=== Task data ===
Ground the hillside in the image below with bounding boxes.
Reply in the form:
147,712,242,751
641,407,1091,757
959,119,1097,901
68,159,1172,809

* * *

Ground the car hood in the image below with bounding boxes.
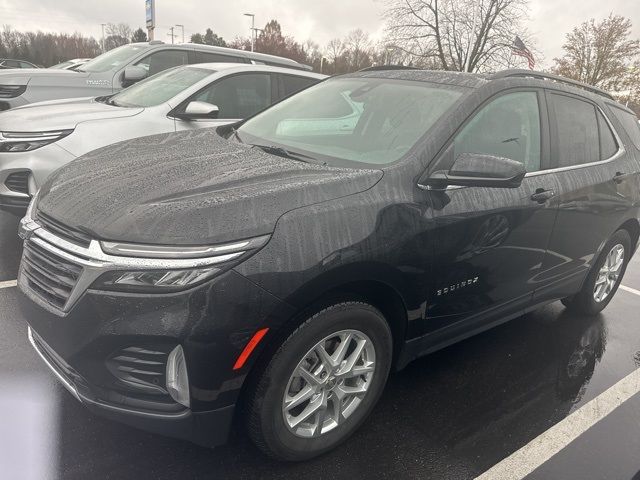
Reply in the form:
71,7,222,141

* * *

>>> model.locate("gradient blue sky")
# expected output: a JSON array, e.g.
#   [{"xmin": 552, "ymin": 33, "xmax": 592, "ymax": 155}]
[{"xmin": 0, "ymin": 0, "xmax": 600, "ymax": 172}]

=== Stated goal ===
Convert the lines beginning with the one that contains "Ground the hillside" and running through the one that contains "68,159,1172,809" into a JSON list of strings, with one string per line and blank lines omitted.

=== Answer to this exercise ===
[
  "Ground the hillside in the image below with bounding boxes.",
  "Reply in the form:",
  "147,712,242,751",
  "641,407,1091,757",
  "959,119,1097,901",
  "68,159,1172,809"
]